----- GIVEN RECORDS

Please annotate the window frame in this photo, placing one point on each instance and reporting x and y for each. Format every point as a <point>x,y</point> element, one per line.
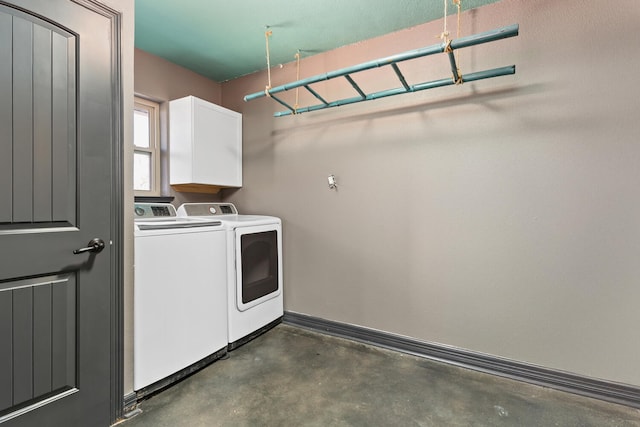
<point>153,110</point>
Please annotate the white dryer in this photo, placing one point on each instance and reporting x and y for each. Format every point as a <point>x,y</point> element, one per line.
<point>254,268</point>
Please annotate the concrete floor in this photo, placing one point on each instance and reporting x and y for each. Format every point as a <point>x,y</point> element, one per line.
<point>293,377</point>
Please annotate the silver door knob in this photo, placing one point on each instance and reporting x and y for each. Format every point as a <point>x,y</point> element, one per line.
<point>95,245</point>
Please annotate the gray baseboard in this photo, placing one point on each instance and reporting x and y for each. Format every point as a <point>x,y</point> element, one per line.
<point>599,389</point>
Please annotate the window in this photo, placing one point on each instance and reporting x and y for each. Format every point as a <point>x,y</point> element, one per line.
<point>146,150</point>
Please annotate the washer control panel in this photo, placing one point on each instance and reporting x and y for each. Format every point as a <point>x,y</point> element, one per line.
<point>154,210</point>
<point>207,209</point>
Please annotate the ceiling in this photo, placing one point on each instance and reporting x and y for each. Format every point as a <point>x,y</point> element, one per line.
<point>223,40</point>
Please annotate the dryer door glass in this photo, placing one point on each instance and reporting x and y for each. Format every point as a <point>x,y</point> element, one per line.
<point>259,265</point>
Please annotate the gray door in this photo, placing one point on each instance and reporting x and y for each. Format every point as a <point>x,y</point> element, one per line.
<point>58,123</point>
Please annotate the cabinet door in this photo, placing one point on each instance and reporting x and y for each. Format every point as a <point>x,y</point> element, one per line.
<point>217,147</point>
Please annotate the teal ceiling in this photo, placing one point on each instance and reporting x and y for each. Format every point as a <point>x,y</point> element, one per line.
<point>223,40</point>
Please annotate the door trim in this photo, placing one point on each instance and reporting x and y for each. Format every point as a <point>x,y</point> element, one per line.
<point>117,209</point>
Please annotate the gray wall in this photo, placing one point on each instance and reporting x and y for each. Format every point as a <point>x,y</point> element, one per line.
<point>500,216</point>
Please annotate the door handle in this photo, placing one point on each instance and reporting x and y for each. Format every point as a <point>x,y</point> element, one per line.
<point>95,245</point>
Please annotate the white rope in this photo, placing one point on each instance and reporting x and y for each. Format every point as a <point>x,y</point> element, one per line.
<point>267,34</point>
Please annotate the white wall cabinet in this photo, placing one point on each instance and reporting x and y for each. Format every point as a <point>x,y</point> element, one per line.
<point>205,144</point>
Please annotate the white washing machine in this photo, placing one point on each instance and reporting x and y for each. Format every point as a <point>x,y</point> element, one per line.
<point>180,295</point>
<point>254,268</point>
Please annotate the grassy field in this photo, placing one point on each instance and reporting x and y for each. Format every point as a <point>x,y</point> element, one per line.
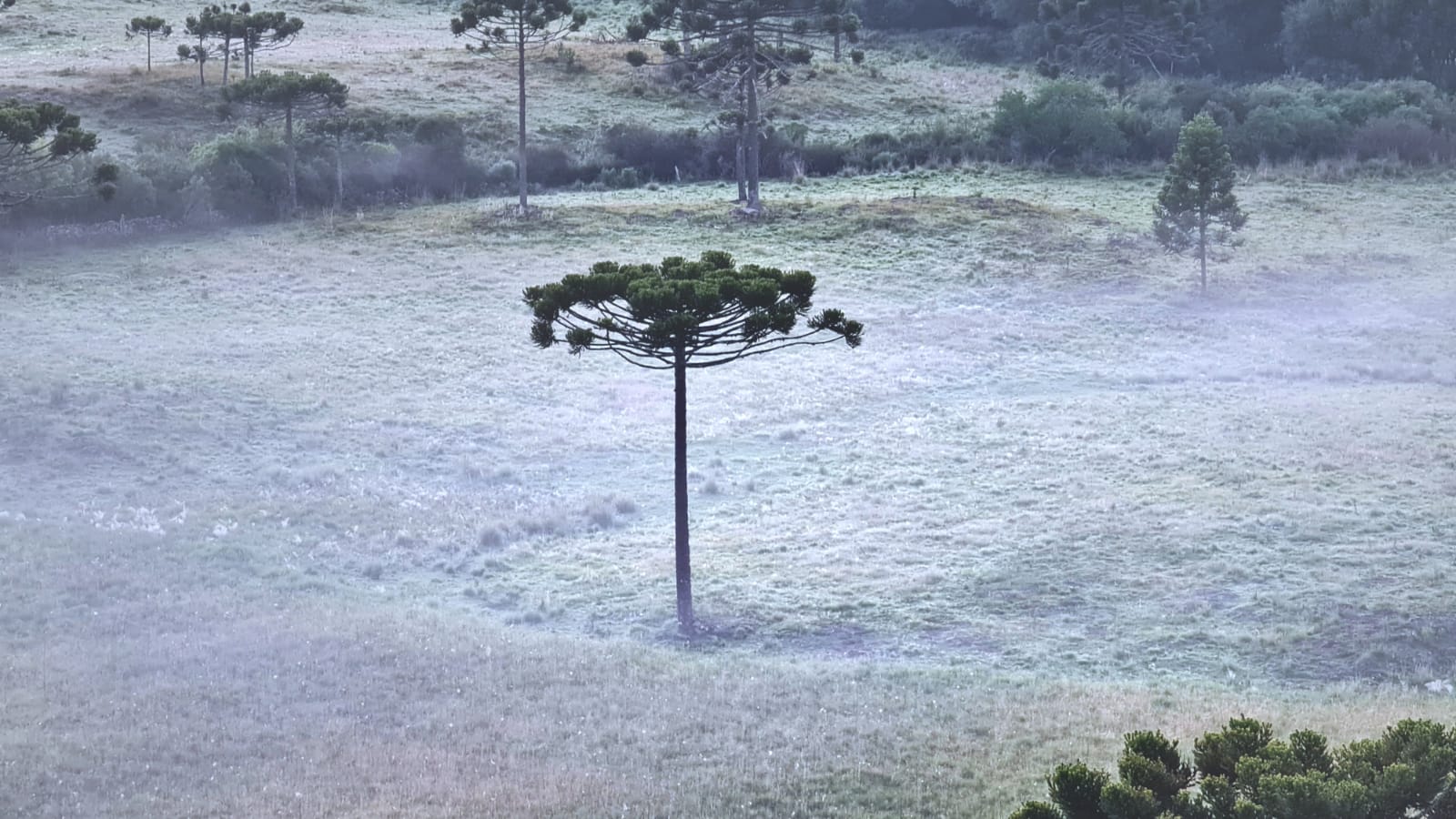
<point>295,521</point>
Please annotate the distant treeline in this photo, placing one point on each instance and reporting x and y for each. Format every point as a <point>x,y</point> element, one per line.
<point>1245,40</point>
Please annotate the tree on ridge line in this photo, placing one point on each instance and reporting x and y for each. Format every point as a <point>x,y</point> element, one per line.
<point>516,25</point>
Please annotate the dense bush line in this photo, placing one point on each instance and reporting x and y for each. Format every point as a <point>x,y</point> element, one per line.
<point>373,157</point>
<point>1330,40</point>
<point>1244,773</point>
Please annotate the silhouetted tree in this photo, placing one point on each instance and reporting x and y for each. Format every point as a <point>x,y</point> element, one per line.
<point>197,55</point>
<point>683,315</point>
<point>1198,194</point>
<point>266,31</point>
<point>35,136</point>
<point>223,24</point>
<point>516,26</point>
<point>739,50</point>
<point>149,28</point>
<point>288,95</point>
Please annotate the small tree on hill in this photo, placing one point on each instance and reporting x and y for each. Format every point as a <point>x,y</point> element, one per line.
<point>739,51</point>
<point>288,95</point>
<point>267,31</point>
<point>1120,36</point>
<point>149,28</point>
<point>683,315</point>
<point>225,24</point>
<point>1198,194</point>
<point>516,26</point>
<point>35,136</point>
<point>197,55</point>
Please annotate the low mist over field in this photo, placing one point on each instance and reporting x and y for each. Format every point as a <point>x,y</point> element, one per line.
<point>296,519</point>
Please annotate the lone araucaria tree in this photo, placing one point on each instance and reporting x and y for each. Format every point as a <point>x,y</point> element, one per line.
<point>516,26</point>
<point>1198,206</point>
<point>683,315</point>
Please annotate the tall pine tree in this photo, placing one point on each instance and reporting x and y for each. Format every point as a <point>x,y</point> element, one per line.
<point>1198,207</point>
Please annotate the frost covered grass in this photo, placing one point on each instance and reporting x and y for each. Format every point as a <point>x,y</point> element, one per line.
<point>296,521</point>
<point>155,676</point>
<point>328,452</point>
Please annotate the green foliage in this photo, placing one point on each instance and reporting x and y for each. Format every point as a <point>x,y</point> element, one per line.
<point>1063,123</point>
<point>1410,771</point>
<point>1218,753</point>
<point>247,174</point>
<point>149,28</point>
<point>1037,811</point>
<point>288,94</point>
<point>1118,36</point>
<point>514,24</point>
<point>713,310</point>
<point>1360,40</point>
<point>1077,790</point>
<point>1152,763</point>
<point>1123,800</point>
<point>35,136</point>
<point>1198,196</point>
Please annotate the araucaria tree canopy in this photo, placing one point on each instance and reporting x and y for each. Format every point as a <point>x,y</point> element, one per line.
<point>1198,207</point>
<point>683,315</point>
<point>516,26</point>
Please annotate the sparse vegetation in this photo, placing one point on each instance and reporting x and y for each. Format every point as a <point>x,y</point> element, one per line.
<point>293,521</point>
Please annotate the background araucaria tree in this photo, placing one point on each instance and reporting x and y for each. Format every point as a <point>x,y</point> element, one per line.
<point>1198,207</point>
<point>735,51</point>
<point>149,28</point>
<point>290,95</point>
<point>35,136</point>
<point>683,315</point>
<point>516,26</point>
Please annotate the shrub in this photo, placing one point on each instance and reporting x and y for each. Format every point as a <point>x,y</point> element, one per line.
<point>1065,123</point>
<point>659,155</point>
<point>1249,774</point>
<point>247,174</point>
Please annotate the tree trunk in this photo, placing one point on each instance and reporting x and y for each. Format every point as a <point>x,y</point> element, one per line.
<point>684,571</point>
<point>740,169</point>
<point>293,162</point>
<point>1203,257</point>
<point>521,87</point>
<point>339,174</point>
<point>752,155</point>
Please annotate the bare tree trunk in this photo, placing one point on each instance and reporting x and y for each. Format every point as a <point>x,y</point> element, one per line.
<point>339,174</point>
<point>740,169</point>
<point>293,162</point>
<point>752,155</point>
<point>1203,256</point>
<point>521,87</point>
<point>684,571</point>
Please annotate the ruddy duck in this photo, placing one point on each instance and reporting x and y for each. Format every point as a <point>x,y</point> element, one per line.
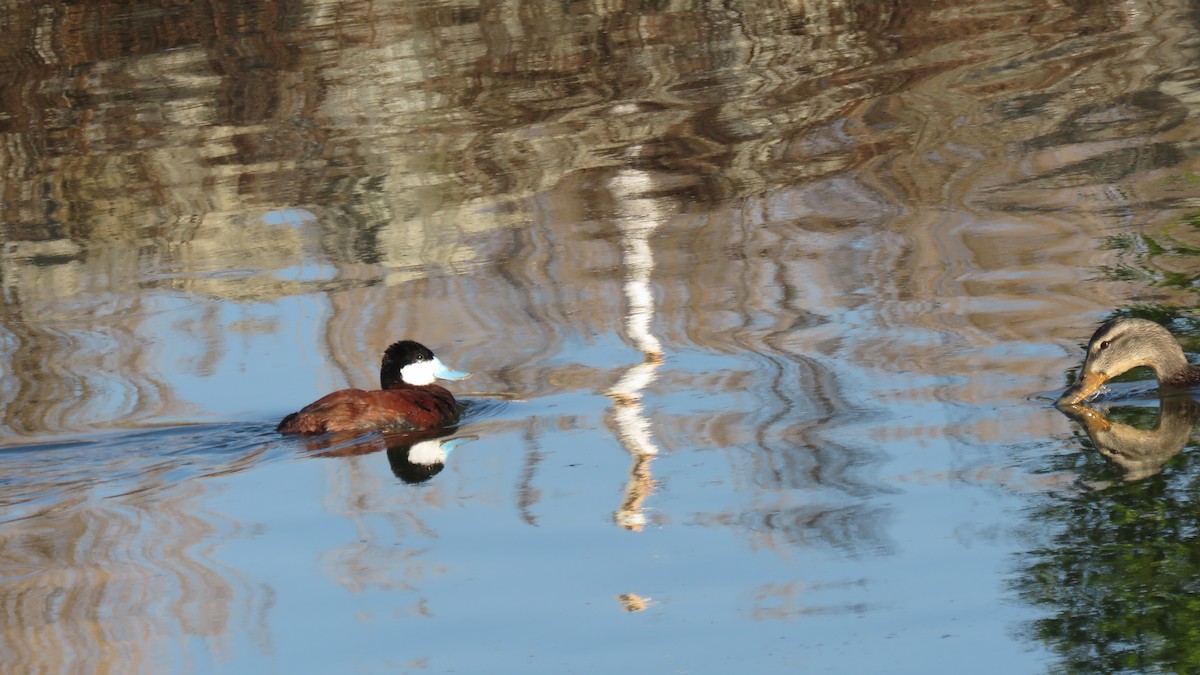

----------

● ASSIGNED TASK
Copy all of the data above exactly. Leave out every picture.

● OUTPUT FOR THIS EXERCISE
Please annotate the window frame in this photo, placing one point on each instance and reporting x and y for each. Format every point as a <point>x,y</point> element, one per line.
<point>153,110</point>
Please annotate the white dryer in this photo, placing one point on each instance and reporting x and y for each. Format every point as a <point>x,y</point> element, one per line.
<point>254,268</point>
Please annotate the concrete floor in this photo, placing one point on each instance and reporting x and y for each. Format every point as a <point>x,y</point> element, one per line.
<point>293,377</point>
Please annotate the silver door knob in this photo, placing one point on each instance and reporting x and y for each. Format every point as a <point>x,y</point> element, one per line.
<point>95,245</point>
Please annotate the gray baseboard in this photo, placing one point on each instance and reporting x and y for each. Format every point as a <point>x,y</point> element, one per line.
<point>599,389</point>
Please annotate the window in this photo, placing one point on each instance and reporting x and y for each. Format every point as a <point>x,y</point> element, one per line.
<point>146,150</point>
Please annotate the washer control panel in this photo, placing one point on each instance and reporting x and y for each. Format every point as a <point>x,y</point> element, one per line.
<point>154,210</point>
<point>207,209</point>
Please annotate the ceiling in this photo, placing one point on each instance and reporting x and y for each. Format every point as a <point>x,y</point> element, one per line.
<point>223,40</point>
Please annotate the dryer door glass in this photo, placing one point on each instance and reporting x and y for each. Format every point as a <point>x,y</point> element, one per line.
<point>259,265</point>
Please annotate the gray door in this photo, placing one point on each instance and reporting x and y for each. Format every point as a <point>x,y</point> element, one per line.
<point>58,123</point>
Please annotate the cabinet door in this photo, placing one point on each instance and reporting x and y for each. Format every point as a <point>x,y</point> element, one per line.
<point>217,147</point>
Please annotate the teal ceiling in this photo, placing one point on each instance and reporting x and y for each. Format every point as a <point>x,y</point> element, one per line.
<point>223,40</point>
Please annotate the door trim in this photo, placing one point on each instance and reporting x and y for each. Format every point as a <point>x,y</point> element, one per line.
<point>117,209</point>
Please annotate the gray wall in this photo, placing one point on each instance and reporting x and y for each. Format every point as a <point>x,y</point> element, one per line.
<point>500,216</point>
Please annotate the door handle in this photo, placing one point on each instance and reporting x and y for each. Format every point as a <point>x,y</point> element, one per line.
<point>95,245</point>
Please annotate the white rope in this photo, placing one point on each instance and reporting x and y for each. Format every point as a <point>x,y</point> element, one per line.
<point>267,34</point>
Please annotate the white wall cabinet in this photo, placing one point on each instance and reporting x and y for each. Format every point as a <point>x,y</point> element, one per line.
<point>205,144</point>
Please annotate the white washing machine in this photo, placing one point on each instance and reporting x and y for each. Format every point as a <point>x,y</point> element, one per line.
<point>180,295</point>
<point>254,268</point>
Please annotate the grassy field in this photo, placing one point on each instance and reporting x and y for each. Format every point as a <point>x,y</point> element, one per line.
<point>295,521</point>
Please annotate the distant treeline in this photo, placing one point on each instance and reporting x and y for each. Format every point as a <point>x,y</point> element, one per line.
<point>1245,40</point>
Please annotate the tree on ridge line in this photo, placing one point on each instance and reporting x and y for each. Format every point as a <point>x,y</point> element, one per line.
<point>516,25</point>
Please annotate the dense bush line in this photo, placing one point on each instance and reporting x and y for each. Format every point as a <point>x,y</point> element, one per line.
<point>373,157</point>
<point>1330,40</point>
<point>1244,773</point>
Please annotate the silhouetted tree in this photo, placing one point on each instance and reporting x and y for each. Format every point as a <point>x,y</point> element, one per line.
<point>197,55</point>
<point>683,315</point>
<point>1198,194</point>
<point>266,31</point>
<point>35,136</point>
<point>223,24</point>
<point>516,26</point>
<point>739,50</point>
<point>149,28</point>
<point>288,95</point>
Please annotate the small tree on hill in this photo, placing one point on each instance and reporting x and y for each. Format every point as a <point>x,y</point> element, one per line.
<point>739,51</point>
<point>288,95</point>
<point>267,31</point>
<point>1120,36</point>
<point>149,28</point>
<point>683,315</point>
<point>225,24</point>
<point>1198,194</point>
<point>516,26</point>
<point>35,136</point>
<point>197,55</point>
Please annotate the low mist over field in this photo, placing one point on each instance and reporting x and y for each. Format every point as a <point>x,y</point> element, one per line.
<point>296,519</point>
Please annotate the lone araucaria tree in this photo, placing one point on each instance and reporting x and y for each. Format every point as a <point>x,y</point> element, one per line.
<point>516,26</point>
<point>1198,206</point>
<point>683,315</point>
Please annotate the tall pine tree in this photo, placing one point on each instance and reporting x and y for each. Format every point as a <point>x,y</point> element, one per line.
<point>1198,207</point>
Please annotate the frost covered grass in this photo, placing one point on each instance and reporting x and y for each. Format every point as a <point>x,y</point> element, one per line.
<point>296,521</point>
<point>155,676</point>
<point>328,452</point>
Please annotate the green foliage in this photo, placing one point on each instance and reporting x and y for each. Format every point as a <point>x,y</point> element, one per line.
<point>1063,123</point>
<point>1410,771</point>
<point>1218,753</point>
<point>247,174</point>
<point>149,28</point>
<point>1037,811</point>
<point>288,94</point>
<point>1118,36</point>
<point>514,24</point>
<point>713,310</point>
<point>1360,40</point>
<point>1077,790</point>
<point>1152,763</point>
<point>1123,800</point>
<point>35,136</point>
<point>1198,196</point>
Please annotate the araucaria tree canopy in this photo, placing one point on each instance and reporting x and y for each. Format every point as a <point>x,y</point> element, one per line.
<point>1198,207</point>
<point>683,315</point>
<point>516,26</point>
Please annotate the sparse vegetation in this photo, placing one point on each instance and reporting x and y for each. Format every point as a <point>x,y</point> element, one per line.
<point>293,521</point>
Please annotate the background araucaria tree in this photo, placing one point on each instance and reporting x and y for each. Format every point as a <point>x,y</point> element, one per line.
<point>1198,207</point>
<point>735,51</point>
<point>149,28</point>
<point>290,95</point>
<point>35,136</point>
<point>683,315</point>
<point>516,26</point>
Please annotate the shrub in this photo, placing one point on each instance and reporting x and y for each. Format every point as a <point>x,y</point> element, one per line.
<point>1065,123</point>
<point>659,155</point>
<point>1249,774</point>
<point>247,174</point>
Please annotate the tree trunk in this photo, placing one point on each instance and reporting x and y for each. Format every point as a <point>x,y</point> element, one per line.
<point>684,571</point>
<point>740,169</point>
<point>293,162</point>
<point>1203,257</point>
<point>521,87</point>
<point>339,174</point>
<point>752,155</point>
Please annotate the bare tree trunk in this photo, placing one point on each instance and reporting x and y for each. Format every point as a <point>x,y</point> element, one per line.
<point>339,174</point>
<point>740,169</point>
<point>293,162</point>
<point>752,155</point>
<point>1203,256</point>
<point>521,87</point>
<point>684,571</point>
Please annotate the ruddy duck in this photo, placing one point on each instance and reporting x and y for each. Format every point as a <point>x,y</point> element, one per line.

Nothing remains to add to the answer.